::: EXTRACTED TEXT
Re: Strange: Nutch didn't crawl level 2 (depth 2) pages

Posted by Tejas Patil <te...@gmail.com>.

On Sun, Feb 2, 2014 at 5:54 PM, Bayu Widyasanyata
<bw...@gmail.com>wrote:

> Hi Tejas,
>
> It's works and great! :)
> After reconfigured and many times of generate, fetch, parse & update, the
> pages on 2nd level is being crawled.
>
> 1 question, Is it fine and correct if I modified my current
> crawler+indexing script into this pseudo (skeleton):
>
> >>>>>>>>>>>>>>>>>>>>>>>>>>>
> # example number of levels / depth (loop)
> LOOP=4
>
> nutch->inject()
>
> loop[ =< $LOOP]
> {
>     nutch->generate()
>     nutch->fetch(a_segment)
>     nutch->parse(a_segment)
>     nutch->updatedb(a_segment)
> }
>
> nutch->solrindex()
>
> I don't think that this should be a problem. Remember to pass all the
segments generated in the crawl loop to the solrindex job using "-dir"
option.

>>>>>>>>>>>>>>>>>>>>>>>>>>>
>
> Thank you!
>
>
> On Mon, Jan 27, 2014 at 3:46 AM, Bayu Widyasanyata
> <bw...@gmail.com>wrote:
>
> > OK I will apply it first and update the result.
::::::
-- THINGS TO DO --
1. Answer these questions about the Nutch thread, one line each:
(a) What value does the skeleton script assign to LOOP?
(b) Which option should be used to pass the crawl-loop segments to the solrindex job?
(c) Who posted the reply?
2. Collect every line of the entries below that contains the string "screen". Matching is case-sensitive.
::: INPUT DATA
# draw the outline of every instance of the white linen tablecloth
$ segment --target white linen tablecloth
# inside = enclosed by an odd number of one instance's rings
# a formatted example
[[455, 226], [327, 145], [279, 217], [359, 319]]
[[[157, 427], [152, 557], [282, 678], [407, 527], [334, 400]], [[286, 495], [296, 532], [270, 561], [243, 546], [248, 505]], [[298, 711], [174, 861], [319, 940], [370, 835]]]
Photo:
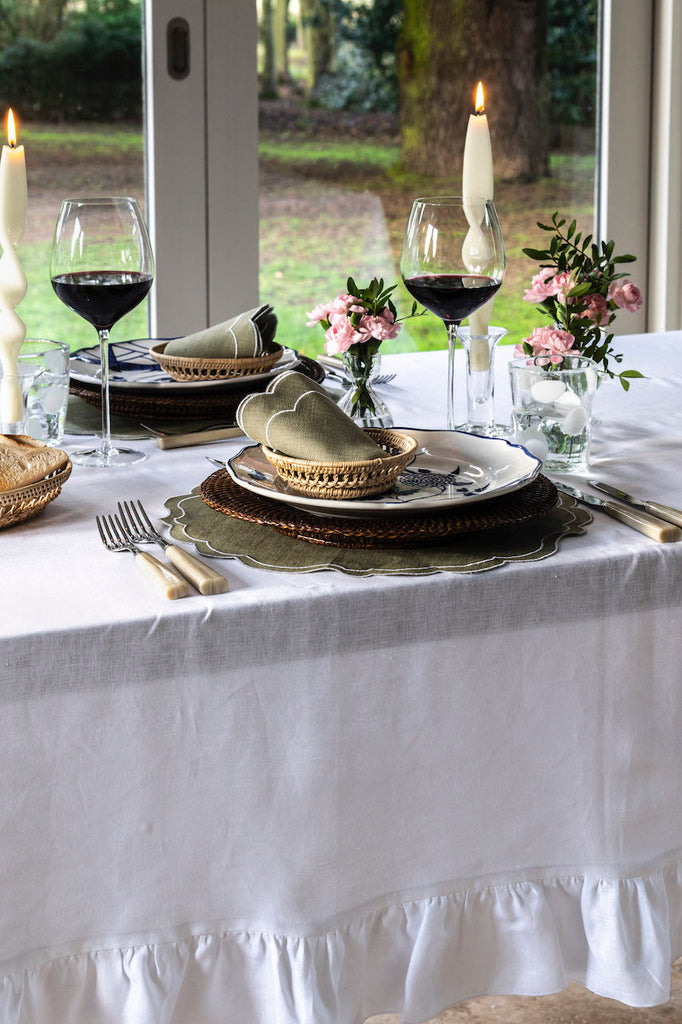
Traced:
[[[593, 459], [678, 506], [680, 344], [622, 342], [648, 379], [600, 389]], [[396, 423], [441, 427], [444, 352], [384, 364]], [[159, 516], [243, 442], [143, 443], [0, 532], [3, 1024], [415, 1024], [567, 979], [665, 1001], [682, 545], [597, 512], [539, 563], [218, 560], [229, 593], [170, 602], [94, 515]]]

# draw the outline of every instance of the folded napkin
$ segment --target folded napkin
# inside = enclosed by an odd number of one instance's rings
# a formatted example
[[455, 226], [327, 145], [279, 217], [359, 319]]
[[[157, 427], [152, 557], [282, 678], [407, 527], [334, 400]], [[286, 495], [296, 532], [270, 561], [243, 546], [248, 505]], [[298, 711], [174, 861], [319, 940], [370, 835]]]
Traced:
[[361, 462], [385, 455], [318, 384], [294, 370], [247, 395], [237, 422], [253, 440], [294, 459]]
[[189, 355], [198, 359], [248, 358], [267, 352], [276, 329], [274, 310], [265, 304], [205, 331], [174, 338], [166, 345], [165, 352], [167, 355]]

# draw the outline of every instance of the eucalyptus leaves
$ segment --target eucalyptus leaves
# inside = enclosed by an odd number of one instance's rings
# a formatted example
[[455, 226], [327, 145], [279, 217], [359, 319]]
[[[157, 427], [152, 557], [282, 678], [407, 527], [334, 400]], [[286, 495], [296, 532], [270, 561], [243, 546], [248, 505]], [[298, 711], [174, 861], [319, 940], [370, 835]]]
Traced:
[[[538, 226], [552, 233], [547, 249], [524, 249], [538, 260], [540, 271], [532, 278], [523, 298], [537, 303], [552, 321], [550, 327], [536, 328], [518, 346], [519, 354], [547, 356], [551, 364], [564, 355], [585, 355], [601, 367], [608, 377], [617, 377], [627, 391], [637, 370], [616, 372], [609, 359], [620, 364], [621, 353], [611, 348], [613, 335], [607, 328], [619, 309], [636, 312], [642, 296], [627, 272], [619, 266], [634, 263], [635, 256], [614, 256], [613, 242], [597, 244], [592, 234], [583, 237], [574, 220], [568, 224], [558, 213], [551, 224]], [[564, 229], [565, 228], [565, 229]]]

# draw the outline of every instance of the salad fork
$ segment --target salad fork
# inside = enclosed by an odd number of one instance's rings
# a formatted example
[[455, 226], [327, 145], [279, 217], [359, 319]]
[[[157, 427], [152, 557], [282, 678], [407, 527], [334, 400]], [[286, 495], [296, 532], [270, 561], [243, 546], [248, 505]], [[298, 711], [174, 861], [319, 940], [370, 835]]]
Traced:
[[169, 600], [174, 601], [177, 598], [189, 596], [191, 591], [186, 580], [178, 575], [170, 566], [164, 565], [158, 558], [147, 555], [145, 551], [140, 551], [134, 542], [127, 537], [118, 516], [95, 516], [95, 522], [101, 543], [108, 551], [129, 551], [131, 555], [135, 556], [135, 561], [140, 568], [146, 572], [157, 587], [161, 588]]
[[124, 524], [126, 535], [132, 542], [158, 544], [163, 548], [169, 561], [194, 584], [200, 594], [224, 594], [227, 590], [228, 584], [223, 575], [177, 544], [170, 544], [155, 529], [140, 501], [137, 507], [133, 501], [119, 502], [119, 521]]

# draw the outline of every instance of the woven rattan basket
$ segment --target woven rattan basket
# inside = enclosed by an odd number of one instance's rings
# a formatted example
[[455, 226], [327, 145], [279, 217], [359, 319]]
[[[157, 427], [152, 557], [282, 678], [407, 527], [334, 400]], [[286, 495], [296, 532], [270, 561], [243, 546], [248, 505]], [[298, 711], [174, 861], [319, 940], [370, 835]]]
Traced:
[[37, 483], [25, 487], [0, 492], [0, 529], [15, 526], [17, 522], [31, 519], [58, 496], [61, 485], [71, 476], [71, 462]]
[[150, 349], [150, 355], [176, 381], [221, 381], [264, 374], [282, 357], [282, 345], [271, 345], [262, 355], [243, 359], [199, 359], [188, 355], [165, 355], [167, 341]]
[[386, 456], [364, 462], [308, 462], [262, 445], [268, 462], [292, 490], [309, 498], [367, 498], [388, 490], [417, 451], [417, 441], [397, 430], [368, 428]]

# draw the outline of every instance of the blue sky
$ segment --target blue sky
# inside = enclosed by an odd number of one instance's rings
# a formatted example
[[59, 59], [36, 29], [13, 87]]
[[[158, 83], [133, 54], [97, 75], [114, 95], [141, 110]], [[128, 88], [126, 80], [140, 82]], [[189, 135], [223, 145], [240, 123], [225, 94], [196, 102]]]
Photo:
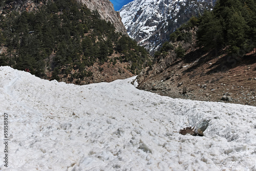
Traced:
[[126, 5], [134, 0], [110, 0], [114, 5], [116, 11], [119, 11], [124, 5]]

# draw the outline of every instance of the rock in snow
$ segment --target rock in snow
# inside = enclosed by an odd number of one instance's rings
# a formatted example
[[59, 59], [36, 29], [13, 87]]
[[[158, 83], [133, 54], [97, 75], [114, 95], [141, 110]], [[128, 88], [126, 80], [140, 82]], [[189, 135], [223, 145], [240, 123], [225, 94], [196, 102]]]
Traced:
[[[255, 107], [161, 96], [135, 79], [79, 86], [0, 67], [0, 169], [256, 170]], [[179, 134], [208, 120], [203, 137]]]
[[216, 0], [134, 0], [120, 10], [128, 34], [152, 55], [170, 33], [193, 16], [212, 8]]

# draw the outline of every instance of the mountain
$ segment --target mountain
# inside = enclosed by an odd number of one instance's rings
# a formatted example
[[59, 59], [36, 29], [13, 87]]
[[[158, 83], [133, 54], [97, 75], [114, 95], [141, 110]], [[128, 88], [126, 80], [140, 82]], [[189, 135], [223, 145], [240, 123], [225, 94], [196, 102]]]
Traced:
[[[0, 169], [255, 170], [256, 107], [173, 99], [134, 79], [81, 86], [0, 67]], [[179, 134], [205, 121], [204, 136]]]
[[151, 62], [109, 1], [2, 1], [0, 65], [77, 84], [138, 74]]
[[216, 1], [135, 0], [120, 10], [131, 37], [152, 55], [193, 16], [212, 8]]
[[256, 4], [220, 1], [170, 35], [138, 88], [173, 98], [256, 106]]
[[126, 34], [126, 30], [122, 23], [119, 12], [115, 11], [112, 3], [109, 0], [77, 0], [85, 4], [91, 11], [97, 10], [101, 18], [112, 23], [116, 31]]

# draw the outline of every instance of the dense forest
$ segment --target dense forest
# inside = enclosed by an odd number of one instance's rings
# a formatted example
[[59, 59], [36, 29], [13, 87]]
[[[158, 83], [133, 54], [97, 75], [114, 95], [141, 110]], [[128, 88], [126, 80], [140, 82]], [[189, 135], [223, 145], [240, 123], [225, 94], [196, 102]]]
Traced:
[[[196, 30], [196, 46], [202, 50], [214, 51], [216, 56], [221, 51], [242, 57], [256, 47], [256, 2], [218, 1], [212, 10], [191, 17], [172, 33], [170, 41], [163, 44], [155, 56], [164, 55], [170, 51], [177, 58], [184, 56], [185, 52], [181, 42], [191, 42], [189, 31], [192, 28]], [[173, 46], [178, 42], [180, 46]]]
[[[90, 76], [87, 69], [96, 62], [130, 61], [134, 74], [150, 64], [143, 48], [76, 1], [34, 0], [37, 9], [30, 12], [4, 9], [13, 1], [1, 2], [0, 46], [5, 50], [0, 66], [28, 68], [37, 76], [59, 80], [59, 74], [72, 70], [78, 71], [76, 78]], [[110, 57], [113, 53], [118, 57]]]

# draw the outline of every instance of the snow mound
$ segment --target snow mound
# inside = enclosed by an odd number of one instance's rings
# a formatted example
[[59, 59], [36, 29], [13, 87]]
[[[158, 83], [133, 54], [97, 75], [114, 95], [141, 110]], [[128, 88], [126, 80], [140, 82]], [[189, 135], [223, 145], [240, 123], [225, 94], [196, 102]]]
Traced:
[[[255, 107], [161, 96], [135, 79], [79, 86], [0, 67], [0, 169], [256, 170]], [[204, 136], [179, 134], [205, 120]]]

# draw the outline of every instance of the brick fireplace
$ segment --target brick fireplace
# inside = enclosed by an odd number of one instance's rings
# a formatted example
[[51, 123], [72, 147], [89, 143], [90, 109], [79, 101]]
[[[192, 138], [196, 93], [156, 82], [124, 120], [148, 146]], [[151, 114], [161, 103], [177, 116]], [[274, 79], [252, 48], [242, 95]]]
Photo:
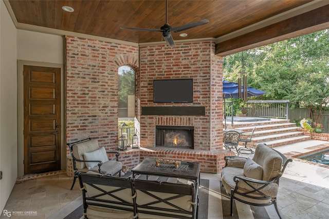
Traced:
[[194, 127], [155, 126], [155, 147], [194, 149]]
[[[128, 65], [136, 71], [141, 148], [121, 152], [124, 166], [133, 167], [147, 157], [166, 157], [201, 163], [203, 172], [220, 172], [224, 156], [232, 154], [222, 149], [223, 64], [214, 51], [212, 42], [138, 48], [67, 36], [67, 142], [91, 137], [100, 146], [117, 150], [117, 70]], [[153, 102], [153, 80], [171, 78], [193, 79], [192, 102]], [[156, 128], [163, 126], [193, 127], [193, 145], [156, 147]]]

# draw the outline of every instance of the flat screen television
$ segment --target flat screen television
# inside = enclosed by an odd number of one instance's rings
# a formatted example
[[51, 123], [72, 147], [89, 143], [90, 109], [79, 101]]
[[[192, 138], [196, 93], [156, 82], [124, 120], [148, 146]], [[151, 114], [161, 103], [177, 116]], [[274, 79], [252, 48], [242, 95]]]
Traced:
[[153, 81], [153, 102], [193, 103], [193, 79], [166, 79]]

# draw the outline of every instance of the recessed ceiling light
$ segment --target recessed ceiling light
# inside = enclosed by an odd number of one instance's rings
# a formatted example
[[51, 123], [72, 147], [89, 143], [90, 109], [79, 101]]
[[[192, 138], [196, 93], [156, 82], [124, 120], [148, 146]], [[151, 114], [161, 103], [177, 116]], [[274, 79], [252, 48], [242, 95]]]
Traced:
[[67, 11], [68, 12], [73, 12], [74, 11], [73, 8], [69, 6], [63, 6], [62, 8], [63, 10], [65, 11]]

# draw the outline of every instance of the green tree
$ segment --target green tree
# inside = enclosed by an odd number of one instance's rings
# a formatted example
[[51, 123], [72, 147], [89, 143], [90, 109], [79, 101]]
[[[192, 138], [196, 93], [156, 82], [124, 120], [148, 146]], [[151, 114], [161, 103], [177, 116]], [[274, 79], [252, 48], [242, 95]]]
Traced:
[[223, 69], [233, 82], [247, 72], [248, 86], [266, 92], [261, 98], [289, 99], [320, 122], [329, 103], [329, 30], [225, 57]]

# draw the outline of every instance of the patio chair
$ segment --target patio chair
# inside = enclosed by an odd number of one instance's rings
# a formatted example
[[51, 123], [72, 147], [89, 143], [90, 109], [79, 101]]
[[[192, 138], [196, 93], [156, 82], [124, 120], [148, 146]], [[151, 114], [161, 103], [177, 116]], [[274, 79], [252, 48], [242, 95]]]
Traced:
[[[67, 143], [73, 159], [73, 169], [75, 171], [71, 190], [78, 178], [78, 172], [96, 172], [104, 175], [121, 176], [122, 164], [119, 161], [120, 153], [116, 151], [106, 151], [104, 147], [100, 148], [98, 141], [90, 137]], [[107, 154], [115, 154], [116, 161], [109, 161]]]
[[222, 182], [230, 195], [231, 216], [235, 200], [255, 206], [273, 204], [279, 216], [283, 218], [277, 205], [279, 182], [287, 164], [293, 160], [264, 144], [257, 146], [252, 159], [227, 156], [224, 160]]
[[[256, 127], [255, 126], [254, 127], [253, 127], [253, 129], [252, 129], [252, 131], [251, 131], [251, 132], [245, 132], [243, 133], [243, 135], [250, 134], [250, 137], [249, 138], [240, 138], [240, 142], [244, 142], [242, 144], [242, 145], [243, 145], [244, 147], [243, 148], [240, 148], [237, 151], [239, 151], [239, 153], [252, 154], [254, 153], [253, 151], [252, 150], [252, 149], [251, 149], [251, 148], [247, 147], [247, 144], [249, 142], [250, 143], [251, 142], [251, 138], [252, 138], [252, 135], [253, 134], [253, 132], [255, 131], [255, 129], [256, 129]], [[249, 151], [249, 152], [245, 153], [243, 152], [243, 151]]]
[[237, 154], [240, 154], [237, 150], [239, 141], [241, 134], [236, 131], [229, 131], [224, 133], [224, 147], [226, 150], [232, 151], [235, 149]]

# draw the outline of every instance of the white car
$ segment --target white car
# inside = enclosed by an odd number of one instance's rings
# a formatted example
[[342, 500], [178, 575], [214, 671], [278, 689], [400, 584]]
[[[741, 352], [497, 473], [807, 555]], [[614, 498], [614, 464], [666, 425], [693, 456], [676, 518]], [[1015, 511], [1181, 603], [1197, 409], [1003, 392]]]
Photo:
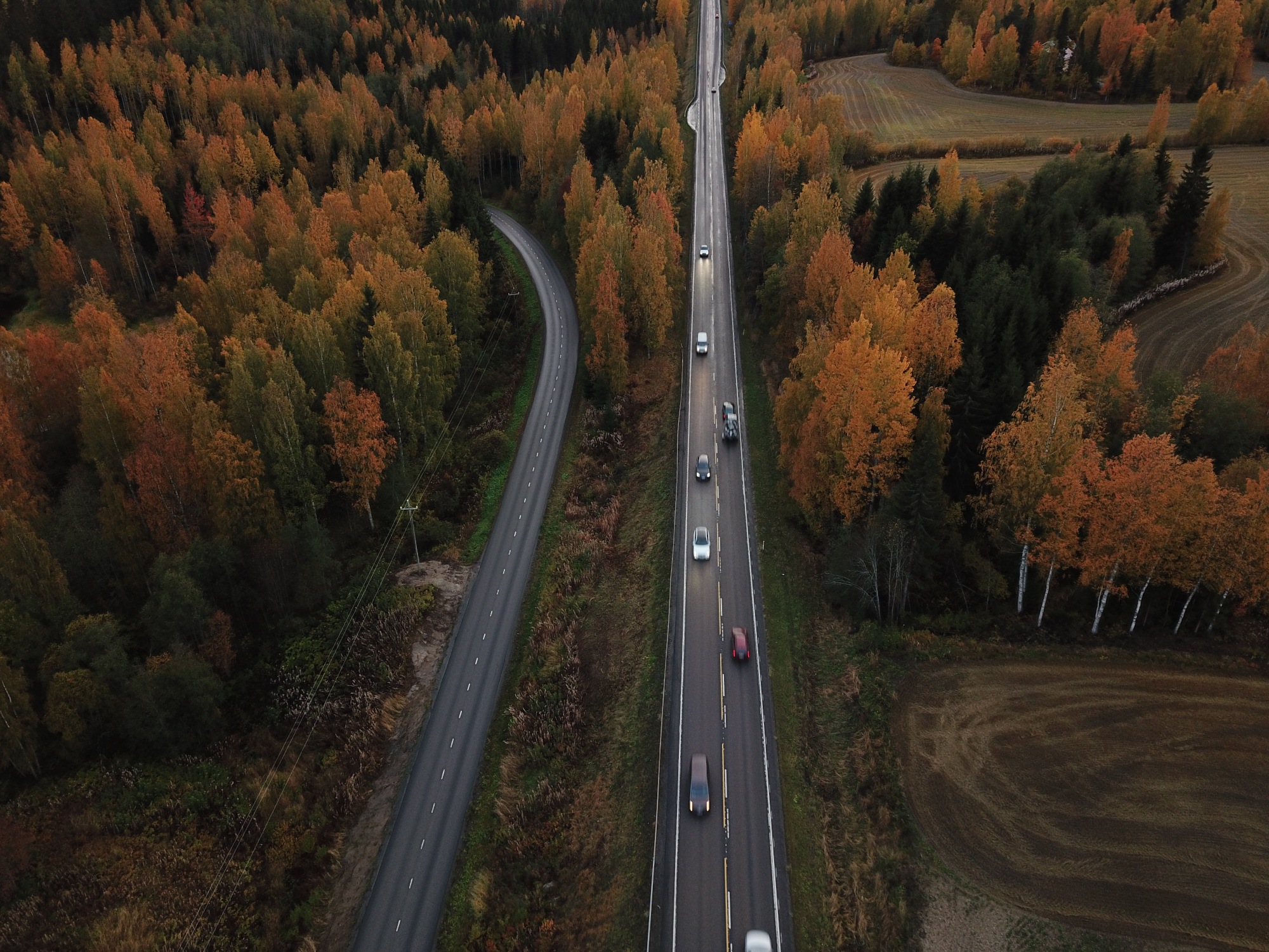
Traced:
[[697, 526], [692, 533], [692, 557], [698, 562], [709, 561], [709, 529], [704, 526]]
::::::
-- FULL ANSWERS --
1.
(a) 4
(b) "-dir"
(c) Tejas Patil

2.
# draw the outline of every instance of the flat screen television
$ segment --target flat screen television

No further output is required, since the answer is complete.